然後就去最後一層。除了有一個可以休憩的餐廳外,這就是一個普普通通的瞭望臺,但是能夠登高望遠,總是讓人感到心曠神怡。尤其又是室外,能夠有著非常好的空氣,就是這麽坐著,我也是很願意的。叫了點飲料和小食,吃了聰推薦我們的Affogato,咖啡倒在巧克力意大利冰激淋上,正和口味!我們進行了一些修正,商量著下一步怎麽辦。真是不想說再見,時光飛逝而過。我是全心全意還想吃晚飯,但是又擔心除了我和JW之外,他們會不會感到無聊。但是坐在我身邊的聰說"you guys should hang out more",她也覺得相聚不易,還是應該在有可能的情況下多花時間在一起,於是很快就達成共識,一起吃完飯,我其實在來之前也稍微做了一番功課,想著他們一定想吃亞洲餐,那麽就找了一家日本餐館,正好在從Summit One回酒店的路上。屬於實在是非常順道了。預約好了晚飯,我們就定心地聊天。

離開大樓的時候,想到旁邊正好就是中央車站,決定還是去打個卡。這個地標性建築已經有110年的歷史,出現在無數的影視作品當中,一般總是相約在大廳中央的那個據説是非常精準的時鐘下面,但是因爲時鐘有著四個鐘面,很容易在不經意閒就錯過了,有多少伴侶在這裏錯過了五分鐘,也就錯過了一生。相信在赤裸裸的現實生活中,一定有著比影視劇更加誇張的事件。
因爲實在不想再爬樓了,但是推薦JW一家上樓梯去拍照,稍微有點高度,視野完全不一樣。我看到她在樓梯上拍照,再次擡頭就看不到他們了,真是想影視劇一樣,消失在了人群裏。好在現代生活中已經有了可以非常容易的聯係方式,一個電話就可以互通有無,知道對方的位置。而在通訊并不發達的從前,是不是能尋聲找到人影呢?



JW一路攙扶着我,找到了日本餐廳,因爲我們要的是六人桌,就給我們安排在了室外,卻也是別有一番情趣。疫情的到來發明的室外就餐,疫情褪去之後,室外就餐卻留在了民間。

待審資料.

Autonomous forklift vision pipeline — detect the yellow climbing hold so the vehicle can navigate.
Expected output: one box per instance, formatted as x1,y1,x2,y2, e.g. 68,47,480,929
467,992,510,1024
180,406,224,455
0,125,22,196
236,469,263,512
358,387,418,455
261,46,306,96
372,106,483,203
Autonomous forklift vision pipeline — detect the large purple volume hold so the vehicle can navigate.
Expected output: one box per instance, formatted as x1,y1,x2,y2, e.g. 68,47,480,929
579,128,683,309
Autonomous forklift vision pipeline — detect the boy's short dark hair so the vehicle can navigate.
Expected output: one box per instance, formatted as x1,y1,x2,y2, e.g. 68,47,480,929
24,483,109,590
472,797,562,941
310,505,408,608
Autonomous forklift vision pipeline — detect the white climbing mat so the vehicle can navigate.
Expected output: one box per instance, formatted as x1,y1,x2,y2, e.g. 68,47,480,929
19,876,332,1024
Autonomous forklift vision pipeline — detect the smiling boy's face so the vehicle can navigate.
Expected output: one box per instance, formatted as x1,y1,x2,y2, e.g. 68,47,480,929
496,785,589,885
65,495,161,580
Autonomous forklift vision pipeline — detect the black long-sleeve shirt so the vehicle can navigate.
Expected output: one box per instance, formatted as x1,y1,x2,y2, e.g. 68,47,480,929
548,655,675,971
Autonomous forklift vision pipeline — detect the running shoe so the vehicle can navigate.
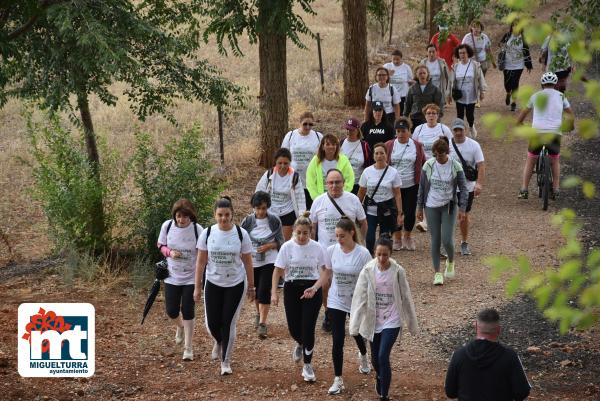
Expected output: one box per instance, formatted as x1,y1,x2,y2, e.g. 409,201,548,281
221,361,233,376
182,347,194,361
258,323,267,340
210,341,221,361
444,260,456,278
292,344,302,362
358,351,371,375
327,376,344,395
460,241,471,256
175,326,184,345
321,309,331,333
302,363,317,382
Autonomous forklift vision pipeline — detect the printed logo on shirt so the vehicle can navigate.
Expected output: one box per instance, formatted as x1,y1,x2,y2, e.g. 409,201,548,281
18,303,96,377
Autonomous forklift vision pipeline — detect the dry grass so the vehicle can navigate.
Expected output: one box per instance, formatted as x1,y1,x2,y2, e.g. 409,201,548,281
0,0,440,266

題目要求. 請修改選文：從“離開大樓的時候,想到旁邊正好”開始，一直到“有著比影視劇更加誇張的事件。”為止，重新寫出這一段，並把其中的“中央車站”換成“紐約中央車站”。

參考解答.
離開大樓的時候,想到旁邊正好就是紐約中央車站,決定還是去打個卡。這個地標性建築已經有110年的歷史,出現在無數的影視作品當中,一般總是相約在大廳中央的那個據説是非常精準的時鐘下面,但是因爲時鐘有著四個鐘面,很容易在不經意閒就錯過了,有多少伴侶在這裏錯過了五分鐘,也就錯過了一生。相信在赤裸裸的現實生活中,一定有著比影視劇更加誇張的事件。